- _REQUIREMENTS_:
**A.** Summarize the robot group control article in two sentences.
**B.** Carry the robot group control article on past its last sentence.

- _TEXT EXCERPT_:

Article 2220

Title of the article

RESEARCH OF SYNTHESIZED OPTIMAL CONTROL FOR A GROUP OF ROBOTS IN THE PRESENCE OF UNCERTAINTIES 

Authors

Diveev Askhat Ibragimovich, doctor of technical sciences, professor, chief researcher, head of the department of robotics control, Federal Research Center “Computer Science and Control” of the Russian Academy of Sciences (42/2 Vavilova street, Moscow, Russia), E-mail: aidiveev@mail.ru
Shmalko Elizaveta Yurievna, candidate of technical sciences, senior researcher, department of robotics control, Federal Research Center “Computer Science and Control” of the Russian Academy of Sciences (42/2 Vavilova street, Moscow, Russia), E-mail: e.shmalko@gmail.com 

Index UDK

51-74, 519.6 

DOI

10.21685/2307-4205-2020-2-2 

Abstract

Background. The paper considers the problem of optimal control for a group of robots with phase constraints. The problem is characterized by the presence of two types of constraints: static and dynamic, which greatly complicates the formulation of the problem and makes it practically impossible to apply the fundamental Pontryagin’s maximum principle in view of colossal computational complexity. There is a need to apply numerical approaches.

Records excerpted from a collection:
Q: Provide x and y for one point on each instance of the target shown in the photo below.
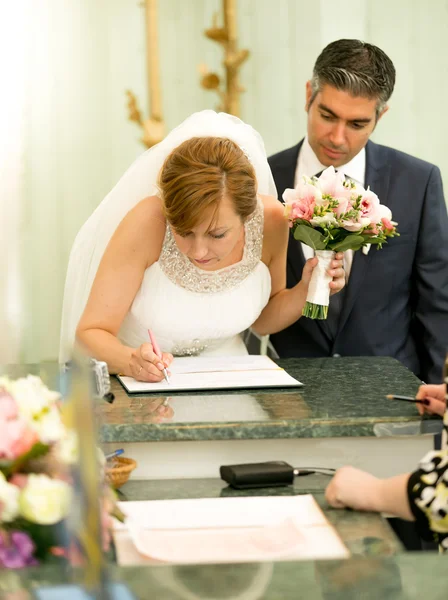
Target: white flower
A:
(67, 448)
(384, 212)
(49, 426)
(9, 500)
(44, 500)
(32, 396)
(326, 219)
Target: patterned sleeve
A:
(428, 496)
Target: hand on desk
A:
(353, 488)
(146, 366)
(436, 395)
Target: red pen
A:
(155, 347)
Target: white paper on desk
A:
(215, 373)
(226, 530)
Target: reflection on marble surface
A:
(341, 397)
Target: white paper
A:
(211, 373)
(225, 530)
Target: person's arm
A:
(134, 246)
(436, 397)
(431, 281)
(285, 305)
(352, 488)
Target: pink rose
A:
(388, 226)
(344, 205)
(351, 225)
(300, 202)
(16, 438)
(370, 206)
(8, 406)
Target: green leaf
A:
(310, 237)
(351, 242)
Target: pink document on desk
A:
(220, 530)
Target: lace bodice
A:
(193, 311)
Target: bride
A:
(191, 243)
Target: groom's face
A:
(339, 124)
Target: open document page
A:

- _RESULTS FOR THE EXERCISE_:
**A.** The article by Diveev and Shmalko of the Federal Research Center “Computer Science and Control” of the Russian Academy of Sciences considers the problem of optimal control for a group of robots with phase constraints. Because the problem has both static and dynamic constraints, Pontryagin’s maximum principle is practically impossible to apply given the colossal computational complexity, so numerical approaches are needed.

**B.**
Matherials and methods. The article considers two alternative numerical approaches to solving the optimal control problem with phase constraints. A new method of synthesized optimal control is compared with one of the direct approaches based on finitedimensional optimization using the example of solving the problem of controlling a group of mobile robots in a complex environment with phase constraints. The method of synthesized optimal control is based on multi-point stabilization with respect to several optimally located points in the state space. It is assumed that this approach, which includes an additional stage of the synthesis of the stabilization system, will increase the reliability of the system even in the presence of noise or other small disturbances.
Results. A numerical implementation of the considered methods is presented. The obtained solutions are investigated in the presence of noise and uncertainties in the model and initial conditions. Addition of a random component in the form of noise into the model of the object showed that the method of synthesized optimal control turned out to be less sensitive to model inaccuracies and random noise in the initial conditions.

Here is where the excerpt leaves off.